▶ Trecho do texto
--------

Maxfield Parrish
O Sermão sobre a Queda de Roma
Autor: Jérôme Ferrari
Tradução: Samuel Titan Jr.
Editora: 34
As civilizações cumprem um ciclo semelhante à vida humana: nascem, conhecem o apogeu e definham até a morte. Tal máxima vale tanto para o Império Romano, que desabou no ano de 410, como para a União Soviética, cujo poderio se extinguiu simbolicamente com as primeiras marretadas que derrubaram o muro de Berlim, em 1989. "Sempre me interessei por esses desastres silenciosos, em que a corrosão só se torna evidente quando o edifício inteiro finalmente rui", comenta o escritor francês Jérôme Ferrari, um dos principais destaques estrangeiros da próxima Festa Literária Internacional de Paraty, a Flip, que ocorre entre 3 e 7 de julho, na cidade fluminense.
Aos 45 anos, Ferrari tornou-se uma celebridade das letras no ano passado, quando seu livro O Sermão Sobre a Queda de Roma ganhou o Goncourt, o mais prestigioso prêmio francês. A obra chega agora ao Brasil sob a chancela da Editora 34, que inicia, assim, em alto estilo, sua Coleção Fábula - o próximo volume será uma nova tradução de Cândido, de Voltaire. E, em julho, será a vez de Carmen, de Prosper Mérimée.
Não foi uma tarefa fácil - com uma linguagem torturada (como observou o jornal francês Figaro), Jérôme Ferrari oferece uma reflexão sobre o declínio do mundo ocidental a partir da história de dois amigos de infância, Matthieu e Libero, que resolvem abandonar os estudos de filosofia em Paris para se lançar em uma aventura aparentemente fadada ao fracasso: assumir o controle do único bar de uma vila na Córsega. Na verdade, as confusões etílicas da dupla compõem algumas das diversas histórias do romance, que vão de Paris a Argel, da Indochina francesa às antigas colônias na África.

--------

▶ Dados fornecidos
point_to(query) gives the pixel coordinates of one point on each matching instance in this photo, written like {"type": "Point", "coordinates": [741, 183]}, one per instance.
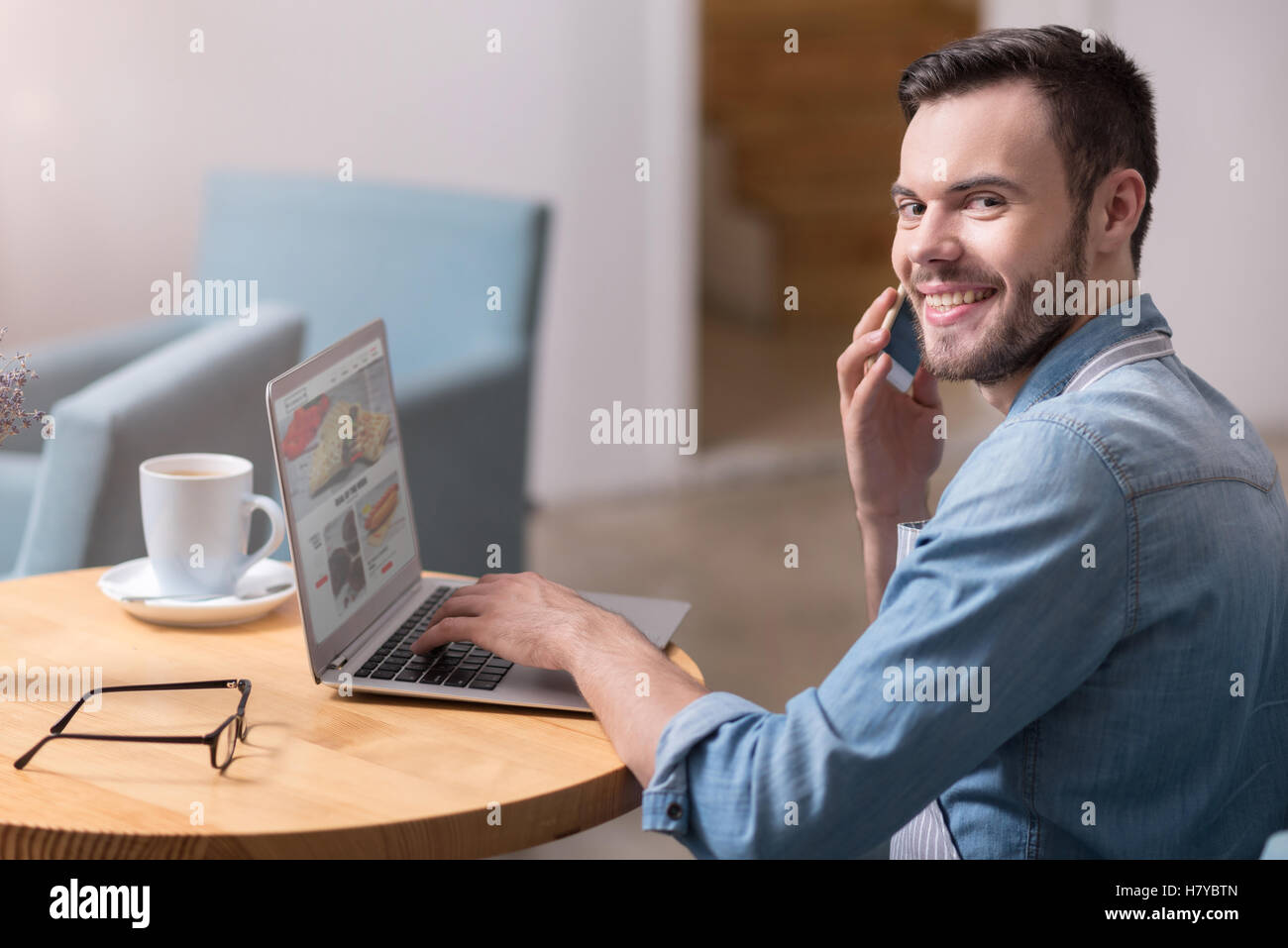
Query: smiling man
{"type": "Point", "coordinates": [1082, 652]}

--------

▶ Tarefas a fazer
(a) No texto sobre o romance de Jérôme Ferrari, que prêmio o livro ganhou no ano passado?
(b) Devolva, sem mudar nada, a parte do texto sobre o romance de Jérôme Ferrari que vai de "Maxfield Parrish" até "na cidade fluminense.", incluindo esse final.

▶ Respostas do exercício
(a) O Goncourt, o mais prestigioso prêmio francês.

(b)
Maxfield Parrish
O Sermão sobre a Queda de Roma
Autor: Jérôme Ferrari
Tradução: Samuel Titan Jr.
Editora: 34
As civilizações cumprem um ciclo semelhante à vida humana: nascem, conhecem o apogeu e definham até a morte. Tal máxima vale tanto para o Império Romano, que desabou no ano de 410, como para a União Soviética, cujo poderio se extinguiu simbolicamente com as primeiras marretadas que derrubaram o muro de Berlim, em 1989. "Sempre me interessei por esses desastres silenciosos, em que a corrosão só se torna evidente quando o edifício inteiro finalmente rui", comenta o escritor francês Jérôme Ferrari, um dos principais destaques estrangeiros da próxima Festa Literária Internacional de Paraty, a Flip, que ocorre entre 3 e 7 de julho, na cidade fluminense.